• [DOCUMENT SECTION]
_ _ _

July 23, 2025 by Ben Jackson Leave a Comment

The Labour Party has often been wracked by disputes over ideological differences, but there has always been an internal consensus among the various factional players that a minimal aim of Labour in government is to reduce poverty.

Gaitskellite, Bevanite, Blairite, Brownite, Corbynite: all agreed that Labour had a distinctive distributional mission that sought to use the state to improve the position of the worst off. The Conservatives, by contrast, have always included factions who doubt that the state ought to, or can, reduce poverty. Beneath this veneer of Labour agreement, though, lurks a more divisive question: how can governments most effectively tackle poverty?

Keir Starmer and his colleagues agree that poverty reduction is an important policy priority, but so far have argued that it would be better for the state to help the poor into well-paid employment rather than leaving them reliant on public largesse. A cynical observer might suspect this is putting a brave face on fiscal constraints that are thought to prohibit further social spending. But this public legitimation of the government’s stance on poverty does accurately capture a neglected revisionist trend within Labour’s policy discourse over the last fifteen years. Much of this Labour rethinking was well-intentioned, but it has had the unintended consequence of stranding the party’s anti-poverty prescriptions and messaging in an ideological morass.

New Labour entered government in 1997 committed to bearing down on the remarkably high poverty rates presided over by the Conservatives by widening access to well-paid, high-skilled work. Distancing themselves from what was regarded as ‘old’ Labour assumptions about boosting the universalist Beveridgean welfare state, Tony Blair and Gordon Brown initially posed as fearless advocates of social investment in skills and education rather than ameliorative cash transfers. Yet it soon became clear that this did not exhaust their anti-poverty strategy. Blair announced the ambition to ‘eradicate’ child poverty in 1999, a commitment that was operationalised in a series of stretching targets that defined poverty in relative terms. But where previous Labour governments had relied on collective bargaining to make work pay, the Blair government’s real departure from previous Labour orthodoxy was to use in-work benefits, chiefly tax credits, to redistribute income to low earners (alongside a new national minimum wage, initially set at a low level).1

This was a consequential and effective policy innovation that initially occasioned little public discussion, but according to one calculation helped reduce child poverty from 3 million in 1998 to 1.6 million in 2010.2 Curiously, some within Labour came to feel rather ambivalent about this signal social achievement.

Reforming benefits – or the market?

_ _ _

• [Data entries]

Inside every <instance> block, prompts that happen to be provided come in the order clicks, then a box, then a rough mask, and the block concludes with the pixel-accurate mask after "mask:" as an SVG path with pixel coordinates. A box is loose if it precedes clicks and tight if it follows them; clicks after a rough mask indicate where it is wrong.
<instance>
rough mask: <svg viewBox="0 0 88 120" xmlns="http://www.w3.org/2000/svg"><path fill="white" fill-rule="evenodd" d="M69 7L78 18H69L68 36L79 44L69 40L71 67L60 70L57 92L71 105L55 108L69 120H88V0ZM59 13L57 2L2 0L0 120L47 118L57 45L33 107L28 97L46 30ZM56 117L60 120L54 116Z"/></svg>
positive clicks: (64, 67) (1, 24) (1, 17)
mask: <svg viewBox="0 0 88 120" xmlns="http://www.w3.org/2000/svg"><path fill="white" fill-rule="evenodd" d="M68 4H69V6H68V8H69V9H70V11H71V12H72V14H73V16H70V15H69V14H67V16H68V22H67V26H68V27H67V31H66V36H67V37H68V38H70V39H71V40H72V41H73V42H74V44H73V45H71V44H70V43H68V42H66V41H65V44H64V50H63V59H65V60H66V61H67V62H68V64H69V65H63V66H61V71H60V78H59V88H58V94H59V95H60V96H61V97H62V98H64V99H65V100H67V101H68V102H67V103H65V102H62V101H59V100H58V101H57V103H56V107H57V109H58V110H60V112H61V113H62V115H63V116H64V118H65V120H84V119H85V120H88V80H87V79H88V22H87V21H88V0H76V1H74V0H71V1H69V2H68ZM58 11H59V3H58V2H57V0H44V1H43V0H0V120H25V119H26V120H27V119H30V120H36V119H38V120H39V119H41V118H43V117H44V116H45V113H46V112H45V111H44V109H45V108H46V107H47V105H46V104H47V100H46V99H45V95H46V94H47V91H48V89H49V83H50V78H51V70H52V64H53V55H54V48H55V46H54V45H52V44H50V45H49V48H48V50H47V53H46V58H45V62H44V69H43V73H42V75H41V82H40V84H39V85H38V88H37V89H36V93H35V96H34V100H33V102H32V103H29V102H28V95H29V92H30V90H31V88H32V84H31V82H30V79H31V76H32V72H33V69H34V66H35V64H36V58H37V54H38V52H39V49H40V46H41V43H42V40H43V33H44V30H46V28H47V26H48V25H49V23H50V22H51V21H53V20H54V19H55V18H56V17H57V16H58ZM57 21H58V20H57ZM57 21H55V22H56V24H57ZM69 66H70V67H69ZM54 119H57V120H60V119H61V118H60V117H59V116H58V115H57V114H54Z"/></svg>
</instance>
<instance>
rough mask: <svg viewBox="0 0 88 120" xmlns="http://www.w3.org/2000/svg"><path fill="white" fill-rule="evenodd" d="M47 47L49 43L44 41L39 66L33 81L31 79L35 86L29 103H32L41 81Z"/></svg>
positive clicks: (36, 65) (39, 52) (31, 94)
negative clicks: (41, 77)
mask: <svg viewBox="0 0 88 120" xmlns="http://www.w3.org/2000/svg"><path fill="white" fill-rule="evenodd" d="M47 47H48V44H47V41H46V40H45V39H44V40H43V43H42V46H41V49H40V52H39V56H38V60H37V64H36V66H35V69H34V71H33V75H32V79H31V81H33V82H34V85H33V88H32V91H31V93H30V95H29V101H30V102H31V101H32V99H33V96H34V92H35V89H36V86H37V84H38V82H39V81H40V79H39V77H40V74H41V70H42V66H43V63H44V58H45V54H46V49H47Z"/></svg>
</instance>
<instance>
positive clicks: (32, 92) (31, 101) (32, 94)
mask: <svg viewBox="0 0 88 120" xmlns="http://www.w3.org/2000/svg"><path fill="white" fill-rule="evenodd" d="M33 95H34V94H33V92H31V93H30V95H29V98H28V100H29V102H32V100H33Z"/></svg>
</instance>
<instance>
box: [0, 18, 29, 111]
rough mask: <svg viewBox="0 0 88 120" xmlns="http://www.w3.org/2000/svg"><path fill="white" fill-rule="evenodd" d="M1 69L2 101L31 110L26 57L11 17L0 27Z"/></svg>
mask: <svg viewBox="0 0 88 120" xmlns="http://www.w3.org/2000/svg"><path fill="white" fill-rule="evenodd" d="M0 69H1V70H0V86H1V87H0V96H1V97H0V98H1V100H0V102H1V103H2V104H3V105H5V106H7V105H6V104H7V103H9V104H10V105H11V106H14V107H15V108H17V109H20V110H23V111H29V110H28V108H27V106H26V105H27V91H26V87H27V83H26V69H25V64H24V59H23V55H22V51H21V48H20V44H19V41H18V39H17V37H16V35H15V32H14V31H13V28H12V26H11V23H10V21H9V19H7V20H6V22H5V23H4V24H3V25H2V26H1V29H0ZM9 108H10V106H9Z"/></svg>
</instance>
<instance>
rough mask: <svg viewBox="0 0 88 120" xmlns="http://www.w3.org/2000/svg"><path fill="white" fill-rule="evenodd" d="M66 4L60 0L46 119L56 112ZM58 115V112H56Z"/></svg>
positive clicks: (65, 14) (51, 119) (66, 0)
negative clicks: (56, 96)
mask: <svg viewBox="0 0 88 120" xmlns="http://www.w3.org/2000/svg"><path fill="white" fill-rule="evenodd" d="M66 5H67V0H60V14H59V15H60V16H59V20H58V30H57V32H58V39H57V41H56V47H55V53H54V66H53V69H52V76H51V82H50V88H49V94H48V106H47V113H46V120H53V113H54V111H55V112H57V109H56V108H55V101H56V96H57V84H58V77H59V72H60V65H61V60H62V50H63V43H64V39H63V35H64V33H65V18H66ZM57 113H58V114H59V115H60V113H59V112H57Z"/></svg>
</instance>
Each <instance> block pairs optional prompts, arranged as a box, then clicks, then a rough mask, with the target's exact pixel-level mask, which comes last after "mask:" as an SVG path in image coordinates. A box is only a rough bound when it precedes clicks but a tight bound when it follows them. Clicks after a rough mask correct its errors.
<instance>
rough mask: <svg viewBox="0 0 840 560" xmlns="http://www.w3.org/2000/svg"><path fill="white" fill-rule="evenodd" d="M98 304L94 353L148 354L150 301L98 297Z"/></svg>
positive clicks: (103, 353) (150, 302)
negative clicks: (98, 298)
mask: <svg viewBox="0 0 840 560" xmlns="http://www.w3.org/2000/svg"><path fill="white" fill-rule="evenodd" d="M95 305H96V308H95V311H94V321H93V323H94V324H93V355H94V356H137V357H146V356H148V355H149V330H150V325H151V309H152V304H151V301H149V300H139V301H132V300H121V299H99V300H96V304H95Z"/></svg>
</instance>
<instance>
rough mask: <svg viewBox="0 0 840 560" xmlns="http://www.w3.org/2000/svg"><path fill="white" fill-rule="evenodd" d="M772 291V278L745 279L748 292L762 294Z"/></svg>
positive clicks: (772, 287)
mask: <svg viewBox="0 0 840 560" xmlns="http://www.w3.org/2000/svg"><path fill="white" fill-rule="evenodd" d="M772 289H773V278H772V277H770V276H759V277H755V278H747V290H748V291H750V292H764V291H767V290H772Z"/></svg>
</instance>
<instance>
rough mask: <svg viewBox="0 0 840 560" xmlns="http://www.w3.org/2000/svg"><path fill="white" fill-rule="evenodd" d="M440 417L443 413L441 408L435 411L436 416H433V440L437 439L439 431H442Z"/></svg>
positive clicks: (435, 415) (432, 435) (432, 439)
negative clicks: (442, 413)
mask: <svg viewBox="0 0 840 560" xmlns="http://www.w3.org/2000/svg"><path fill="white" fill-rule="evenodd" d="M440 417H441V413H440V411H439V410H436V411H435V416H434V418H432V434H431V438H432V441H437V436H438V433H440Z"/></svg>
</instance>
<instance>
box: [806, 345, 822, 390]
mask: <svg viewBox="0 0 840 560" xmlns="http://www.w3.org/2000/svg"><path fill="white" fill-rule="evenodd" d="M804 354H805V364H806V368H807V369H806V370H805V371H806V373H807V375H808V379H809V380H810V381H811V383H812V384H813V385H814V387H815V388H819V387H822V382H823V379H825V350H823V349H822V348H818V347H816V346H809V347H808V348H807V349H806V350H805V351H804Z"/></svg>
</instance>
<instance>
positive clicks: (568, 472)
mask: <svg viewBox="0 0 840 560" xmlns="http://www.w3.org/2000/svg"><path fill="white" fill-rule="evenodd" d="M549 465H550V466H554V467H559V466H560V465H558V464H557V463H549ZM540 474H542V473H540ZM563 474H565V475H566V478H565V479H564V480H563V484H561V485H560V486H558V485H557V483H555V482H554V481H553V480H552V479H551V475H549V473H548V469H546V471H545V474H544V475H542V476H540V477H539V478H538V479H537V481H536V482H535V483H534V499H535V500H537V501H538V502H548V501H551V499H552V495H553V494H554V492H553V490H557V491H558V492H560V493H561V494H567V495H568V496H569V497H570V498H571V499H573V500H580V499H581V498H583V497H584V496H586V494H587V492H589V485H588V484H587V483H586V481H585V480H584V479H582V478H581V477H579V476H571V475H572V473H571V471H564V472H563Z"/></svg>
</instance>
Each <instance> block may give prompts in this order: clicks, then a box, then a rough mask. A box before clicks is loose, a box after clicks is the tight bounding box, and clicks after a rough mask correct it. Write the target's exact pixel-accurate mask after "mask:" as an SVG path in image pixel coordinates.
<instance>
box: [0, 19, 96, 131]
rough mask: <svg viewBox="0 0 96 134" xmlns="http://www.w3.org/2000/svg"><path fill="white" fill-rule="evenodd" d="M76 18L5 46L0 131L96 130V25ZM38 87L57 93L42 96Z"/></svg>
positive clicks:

_ _ _

• [WORK TASK 1] Reproduce the passage of the article on Labour and poverty above between "Keir Starmer and" and "an ideological morass.", inclusive.
• [WORK TASK 2]
Answer these questions using the article on Labour and poverty above:
(a) In what year did New Labour enter government?
(b) In what year did Blair announce the ambition to "eradicate" child poverty?
(c) According to the calculation the article cites, child poverty fell from 3 million in 1998 to what figure in 2010?

• [EXERCISE SOLUTION 1]
Keir Starmer and his colleagues agree that poverty reduction is an important policy priority, but so far have argued that it would be better for the state to help the poor into well-paid employment rather than leaving them reliant on public largesse. A cynical observer might suspect this is putting a brave face on fiscal constraints that are thought to prohibit further social spending. But this public legitimation of the government’s stance on poverty does accurately capture a neglected revisionist trend within Labour’s policy discourse over the last fifteen years. Much of this Labour rethinking was well-intentioned, but it has had the unintended consequence of stranding the party’s anti-poverty prescriptions and messaging in an ideological morass.

• [EXERCISE SOLUTION 2]
(a) 1997
(b) 1999
(c) 1.6 million